Pointing dataset items:
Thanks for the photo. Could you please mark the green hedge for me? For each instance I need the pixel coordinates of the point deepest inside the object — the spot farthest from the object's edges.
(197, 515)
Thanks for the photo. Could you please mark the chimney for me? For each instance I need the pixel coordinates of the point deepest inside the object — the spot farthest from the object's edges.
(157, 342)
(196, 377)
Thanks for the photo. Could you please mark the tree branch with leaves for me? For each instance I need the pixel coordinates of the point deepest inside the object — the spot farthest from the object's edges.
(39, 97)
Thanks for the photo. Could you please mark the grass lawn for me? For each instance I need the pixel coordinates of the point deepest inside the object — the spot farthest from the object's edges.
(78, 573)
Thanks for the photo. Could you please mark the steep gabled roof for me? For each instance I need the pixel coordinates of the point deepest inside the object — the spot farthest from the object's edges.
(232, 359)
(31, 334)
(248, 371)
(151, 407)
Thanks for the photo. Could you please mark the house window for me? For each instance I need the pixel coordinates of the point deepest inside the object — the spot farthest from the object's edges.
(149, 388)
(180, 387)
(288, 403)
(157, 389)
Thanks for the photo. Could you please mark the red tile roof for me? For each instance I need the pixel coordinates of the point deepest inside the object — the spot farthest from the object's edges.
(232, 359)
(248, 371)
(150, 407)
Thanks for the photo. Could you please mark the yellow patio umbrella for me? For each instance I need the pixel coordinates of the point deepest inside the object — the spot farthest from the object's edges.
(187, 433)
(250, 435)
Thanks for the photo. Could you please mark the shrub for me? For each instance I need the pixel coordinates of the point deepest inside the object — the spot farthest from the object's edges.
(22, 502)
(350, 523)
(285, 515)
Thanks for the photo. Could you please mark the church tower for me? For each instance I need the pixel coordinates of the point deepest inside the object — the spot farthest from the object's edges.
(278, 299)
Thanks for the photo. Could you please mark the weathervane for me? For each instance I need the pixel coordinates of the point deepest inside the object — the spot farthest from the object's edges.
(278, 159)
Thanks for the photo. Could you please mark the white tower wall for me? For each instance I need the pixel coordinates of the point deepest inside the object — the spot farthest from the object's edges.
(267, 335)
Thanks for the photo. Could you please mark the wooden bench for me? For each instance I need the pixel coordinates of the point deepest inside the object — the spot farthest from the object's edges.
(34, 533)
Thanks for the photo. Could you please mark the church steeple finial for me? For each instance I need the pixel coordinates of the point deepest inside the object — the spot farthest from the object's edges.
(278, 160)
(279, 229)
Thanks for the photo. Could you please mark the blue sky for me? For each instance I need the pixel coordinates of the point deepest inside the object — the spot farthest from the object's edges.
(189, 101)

Given problem ->
Output the lines of the items above as a JSON list of strings, one string per line with blank lines omitted. Start at the line containing "Thanks for the photo. Could you please mark the wooden" and run through the end of the items, including both ends.

Response below ->
[
  "Thanks for the photo. Could you please mark the wooden bench for me? For each instance I need the pixel coordinates of the point deepest inside the object — the spot farthest from the object's edges.",
  "(34, 533)",
  "Thanks for the photo. Could you please mark the church steeple finial for me? For each instance I need the pixel coordinates of the point deepest inside the object — the spot farthest from the object's edges.",
  "(278, 160)",
  "(279, 229)",
  "Thanks for the photo. Could you please mark the blue sky for me? For each instance I need the pixel coordinates of the point deepest inside the object — the spot farthest from the object's edges.",
  "(189, 101)"
]